A16z’s Andrew Chen on the opportunities today for consumer tech startups

What’s happening in consumer tech?

At TechCrunch Disrupt San Francisco last week, Extra Crunch managing editor Eric Eldon sat down with Andrew Chen, a general partner at Andreessen Horowitz. Andrew focuses on consumer tech, with investments in companies like Barkbox, Boba Guys, Tinder, Substack and more. They talked about everything from design trends, to marketing, to revenue models — including the revenue model that Andrew is least interested in right now.

You can find my notes analyzing the conversation below, including Chen’s view of consumer SaaS, how he thinks about marketing channels now, key verticals like AR/VR, esports and housing. And ads.

Consumer design is taking over the workplace

As work apps like Slack and Zoom grow more and more popular, it’s no longer the norm for the apps we use at work to be ugly, confusing messes. A big part of this is driven, Chen says, by designers from the popular consumer developers moving into enterprise.

“What we’re finding is that the things that were really interesting and exciting ten years ago have completely morphed” says Chen. “It used to be that, you know, you had hundreds of teams that were working on a new photo sharing app or a new messaging app or whatever. All of those ideas have now been very much tried.”

● Records for the task:

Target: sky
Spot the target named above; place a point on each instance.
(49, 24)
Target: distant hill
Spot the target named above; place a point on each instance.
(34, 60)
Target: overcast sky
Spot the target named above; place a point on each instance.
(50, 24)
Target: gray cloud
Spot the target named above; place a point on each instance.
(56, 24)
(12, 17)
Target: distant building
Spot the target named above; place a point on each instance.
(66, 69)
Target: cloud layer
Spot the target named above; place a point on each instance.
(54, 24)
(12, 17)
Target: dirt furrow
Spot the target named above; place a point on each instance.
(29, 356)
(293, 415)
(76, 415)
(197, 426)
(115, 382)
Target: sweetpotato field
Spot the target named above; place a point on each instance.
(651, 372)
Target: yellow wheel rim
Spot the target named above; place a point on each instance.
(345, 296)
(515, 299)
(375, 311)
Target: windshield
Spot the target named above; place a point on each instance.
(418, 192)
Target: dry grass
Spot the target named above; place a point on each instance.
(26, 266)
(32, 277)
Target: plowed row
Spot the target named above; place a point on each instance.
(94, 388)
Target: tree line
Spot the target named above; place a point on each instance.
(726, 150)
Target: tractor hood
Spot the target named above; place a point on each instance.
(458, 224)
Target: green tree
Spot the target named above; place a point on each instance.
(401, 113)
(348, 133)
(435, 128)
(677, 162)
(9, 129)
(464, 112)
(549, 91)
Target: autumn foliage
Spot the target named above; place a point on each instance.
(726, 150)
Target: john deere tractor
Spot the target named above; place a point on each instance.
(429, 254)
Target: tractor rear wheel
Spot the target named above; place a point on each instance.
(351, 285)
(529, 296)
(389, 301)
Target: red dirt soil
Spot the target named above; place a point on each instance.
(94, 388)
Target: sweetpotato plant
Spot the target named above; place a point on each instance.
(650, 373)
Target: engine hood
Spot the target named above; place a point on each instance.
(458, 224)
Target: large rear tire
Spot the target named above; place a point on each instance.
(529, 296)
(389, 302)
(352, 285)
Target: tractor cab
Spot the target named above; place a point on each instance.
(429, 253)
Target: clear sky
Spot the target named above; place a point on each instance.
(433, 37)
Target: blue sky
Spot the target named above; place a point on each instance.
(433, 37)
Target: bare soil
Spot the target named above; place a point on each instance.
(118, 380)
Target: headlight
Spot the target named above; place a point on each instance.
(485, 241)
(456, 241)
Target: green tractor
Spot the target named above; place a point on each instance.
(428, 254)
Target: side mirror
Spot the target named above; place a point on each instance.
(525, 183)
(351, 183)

● Requirement 1:
Retype the part of the article on consumer tech startups above that begins at the words "At TechCrunch Disrupt" and stops after "housing. And ads.".
● Requirement 2:
How many lines of the listing above contain the string "soil"? Reply with the number only.

● Correct output 1:
At TechCrunch Disrupt San Francisco last week, Extra Crunch managing editor Eric Eldon sat down with Andrew Chen, a general partner at Andreessen Horowitz. Andrew focuses on consumer tech, with investments in companies like Barkbox, Boba Guys, Tinder, Substack and more. They talked about everything from design trends, to marketing, to revenue models — including the revenue model that Andrew is least interested in right now.

You can find my notes analyzing the conversation below, including Chen’s view of consumer SaaS, how he thinks about marketing channels now, key verticals like AR/VR, esports and housing. And ads.

● Correct output 2:
2